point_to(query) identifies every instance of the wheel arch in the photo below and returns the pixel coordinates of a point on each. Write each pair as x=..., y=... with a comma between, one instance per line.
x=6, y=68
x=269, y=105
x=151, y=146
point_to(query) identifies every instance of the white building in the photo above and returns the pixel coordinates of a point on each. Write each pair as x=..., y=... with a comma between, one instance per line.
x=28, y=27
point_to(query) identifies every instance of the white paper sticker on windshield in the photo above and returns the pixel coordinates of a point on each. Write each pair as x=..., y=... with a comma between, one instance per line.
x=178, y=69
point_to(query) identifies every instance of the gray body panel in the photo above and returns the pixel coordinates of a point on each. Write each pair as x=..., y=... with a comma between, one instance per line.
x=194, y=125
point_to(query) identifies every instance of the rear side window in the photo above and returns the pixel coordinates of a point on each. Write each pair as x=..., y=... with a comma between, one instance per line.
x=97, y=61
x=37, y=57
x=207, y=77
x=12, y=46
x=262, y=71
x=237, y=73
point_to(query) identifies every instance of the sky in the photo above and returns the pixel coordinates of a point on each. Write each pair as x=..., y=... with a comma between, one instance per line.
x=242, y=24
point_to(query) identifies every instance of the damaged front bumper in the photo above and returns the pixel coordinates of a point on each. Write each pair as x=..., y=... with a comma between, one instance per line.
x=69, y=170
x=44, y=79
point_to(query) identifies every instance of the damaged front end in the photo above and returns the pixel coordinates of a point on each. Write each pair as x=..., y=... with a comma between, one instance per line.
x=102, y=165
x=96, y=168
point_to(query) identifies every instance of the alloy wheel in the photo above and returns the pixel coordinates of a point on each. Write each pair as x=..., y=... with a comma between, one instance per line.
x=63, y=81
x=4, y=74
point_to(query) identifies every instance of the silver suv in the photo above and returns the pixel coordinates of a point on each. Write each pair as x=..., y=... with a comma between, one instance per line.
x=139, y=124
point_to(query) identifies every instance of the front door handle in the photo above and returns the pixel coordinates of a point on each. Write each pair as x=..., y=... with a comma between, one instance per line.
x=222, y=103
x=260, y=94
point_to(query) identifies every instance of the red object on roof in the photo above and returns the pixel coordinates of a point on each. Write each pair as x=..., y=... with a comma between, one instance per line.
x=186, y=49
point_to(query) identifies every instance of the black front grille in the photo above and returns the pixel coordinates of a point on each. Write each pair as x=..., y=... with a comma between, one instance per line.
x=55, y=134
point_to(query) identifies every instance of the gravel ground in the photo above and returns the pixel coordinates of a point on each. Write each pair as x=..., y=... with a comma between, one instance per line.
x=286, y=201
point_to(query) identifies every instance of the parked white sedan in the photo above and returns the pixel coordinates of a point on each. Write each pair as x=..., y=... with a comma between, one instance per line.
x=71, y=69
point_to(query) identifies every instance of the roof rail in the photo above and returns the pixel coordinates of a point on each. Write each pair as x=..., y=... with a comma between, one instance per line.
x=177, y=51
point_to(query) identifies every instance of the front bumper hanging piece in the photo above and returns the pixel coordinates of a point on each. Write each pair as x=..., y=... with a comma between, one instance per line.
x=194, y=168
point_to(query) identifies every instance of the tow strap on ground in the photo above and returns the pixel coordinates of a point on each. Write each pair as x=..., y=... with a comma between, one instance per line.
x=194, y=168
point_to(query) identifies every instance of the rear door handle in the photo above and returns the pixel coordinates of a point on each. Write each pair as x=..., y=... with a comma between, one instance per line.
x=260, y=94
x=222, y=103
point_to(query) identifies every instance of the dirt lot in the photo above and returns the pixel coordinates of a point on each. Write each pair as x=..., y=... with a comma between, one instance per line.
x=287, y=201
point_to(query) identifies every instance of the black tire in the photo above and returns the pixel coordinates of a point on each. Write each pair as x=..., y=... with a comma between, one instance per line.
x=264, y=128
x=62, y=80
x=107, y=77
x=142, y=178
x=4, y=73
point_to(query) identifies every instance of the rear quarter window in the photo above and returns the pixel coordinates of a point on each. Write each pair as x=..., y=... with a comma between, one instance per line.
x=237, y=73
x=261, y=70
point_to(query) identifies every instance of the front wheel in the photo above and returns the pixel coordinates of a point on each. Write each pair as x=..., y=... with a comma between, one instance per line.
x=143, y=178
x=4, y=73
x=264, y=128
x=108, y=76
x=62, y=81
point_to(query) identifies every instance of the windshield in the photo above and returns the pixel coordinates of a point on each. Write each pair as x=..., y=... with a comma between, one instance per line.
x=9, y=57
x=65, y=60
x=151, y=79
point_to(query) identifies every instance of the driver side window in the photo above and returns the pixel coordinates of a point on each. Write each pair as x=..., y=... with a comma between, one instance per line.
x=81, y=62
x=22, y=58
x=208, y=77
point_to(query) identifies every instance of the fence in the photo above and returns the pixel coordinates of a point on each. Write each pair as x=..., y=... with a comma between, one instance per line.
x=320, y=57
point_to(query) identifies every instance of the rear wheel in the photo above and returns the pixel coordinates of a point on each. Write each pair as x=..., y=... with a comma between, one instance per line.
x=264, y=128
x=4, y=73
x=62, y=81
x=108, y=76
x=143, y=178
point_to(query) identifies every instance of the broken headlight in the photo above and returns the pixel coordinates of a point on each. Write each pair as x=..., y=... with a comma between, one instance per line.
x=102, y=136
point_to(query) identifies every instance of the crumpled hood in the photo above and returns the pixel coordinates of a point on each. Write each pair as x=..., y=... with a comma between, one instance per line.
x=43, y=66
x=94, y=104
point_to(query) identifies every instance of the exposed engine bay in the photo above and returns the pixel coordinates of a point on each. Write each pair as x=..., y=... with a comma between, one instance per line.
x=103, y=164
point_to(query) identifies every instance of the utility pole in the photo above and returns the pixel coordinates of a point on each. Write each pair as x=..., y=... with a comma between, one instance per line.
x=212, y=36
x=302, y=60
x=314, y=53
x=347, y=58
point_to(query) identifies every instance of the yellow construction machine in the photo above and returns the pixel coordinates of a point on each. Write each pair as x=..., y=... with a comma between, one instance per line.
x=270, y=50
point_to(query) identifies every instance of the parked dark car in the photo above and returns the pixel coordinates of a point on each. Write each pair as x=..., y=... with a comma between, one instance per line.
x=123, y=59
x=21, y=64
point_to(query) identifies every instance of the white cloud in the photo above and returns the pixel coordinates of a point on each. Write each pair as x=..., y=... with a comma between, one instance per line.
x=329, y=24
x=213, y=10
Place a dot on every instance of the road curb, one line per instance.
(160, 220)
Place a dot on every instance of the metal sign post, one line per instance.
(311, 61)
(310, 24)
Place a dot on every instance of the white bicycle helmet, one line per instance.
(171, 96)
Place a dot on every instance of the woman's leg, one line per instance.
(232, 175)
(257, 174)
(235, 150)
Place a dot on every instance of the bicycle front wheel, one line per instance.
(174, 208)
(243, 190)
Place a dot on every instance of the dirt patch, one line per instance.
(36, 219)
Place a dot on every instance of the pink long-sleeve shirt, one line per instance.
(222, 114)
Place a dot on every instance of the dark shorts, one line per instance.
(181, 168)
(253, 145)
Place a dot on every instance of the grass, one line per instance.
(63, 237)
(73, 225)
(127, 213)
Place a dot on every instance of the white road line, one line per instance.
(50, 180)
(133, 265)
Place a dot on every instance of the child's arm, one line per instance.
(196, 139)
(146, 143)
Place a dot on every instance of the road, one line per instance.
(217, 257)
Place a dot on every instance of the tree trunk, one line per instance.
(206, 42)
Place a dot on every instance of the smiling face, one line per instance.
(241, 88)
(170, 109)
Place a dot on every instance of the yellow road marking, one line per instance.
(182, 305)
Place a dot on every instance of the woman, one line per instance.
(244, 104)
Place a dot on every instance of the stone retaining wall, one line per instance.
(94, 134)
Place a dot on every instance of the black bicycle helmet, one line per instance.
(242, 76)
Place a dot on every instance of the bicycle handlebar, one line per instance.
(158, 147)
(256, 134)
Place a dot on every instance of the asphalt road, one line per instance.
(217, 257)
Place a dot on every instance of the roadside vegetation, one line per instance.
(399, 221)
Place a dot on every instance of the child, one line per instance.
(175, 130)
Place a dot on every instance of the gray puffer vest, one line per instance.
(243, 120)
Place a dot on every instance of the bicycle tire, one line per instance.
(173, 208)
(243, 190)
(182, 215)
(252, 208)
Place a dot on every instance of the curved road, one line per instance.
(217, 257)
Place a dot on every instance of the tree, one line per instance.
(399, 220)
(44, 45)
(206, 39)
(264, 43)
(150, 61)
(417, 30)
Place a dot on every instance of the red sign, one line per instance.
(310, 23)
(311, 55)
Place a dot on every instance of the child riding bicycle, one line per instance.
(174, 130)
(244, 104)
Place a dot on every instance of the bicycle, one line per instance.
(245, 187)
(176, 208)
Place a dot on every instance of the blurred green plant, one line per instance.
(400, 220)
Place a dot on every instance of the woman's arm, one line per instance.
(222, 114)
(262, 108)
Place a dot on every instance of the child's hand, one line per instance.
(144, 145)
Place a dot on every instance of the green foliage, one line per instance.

□ □ □ □

Find "Place a dot on every instance of the woman's arm, one" in the material above; set down exactly the line holding it and every line after it, through the last, and no others.

* _WRITTEN REPLY_
Place a dot on every instance of the woman's arm, one line per instance.
(222, 114)
(262, 108)
Place a dot on every instance of the child's hand, one line per instance.
(144, 145)
Place a dot on every instance of the green foliage, one line per instance.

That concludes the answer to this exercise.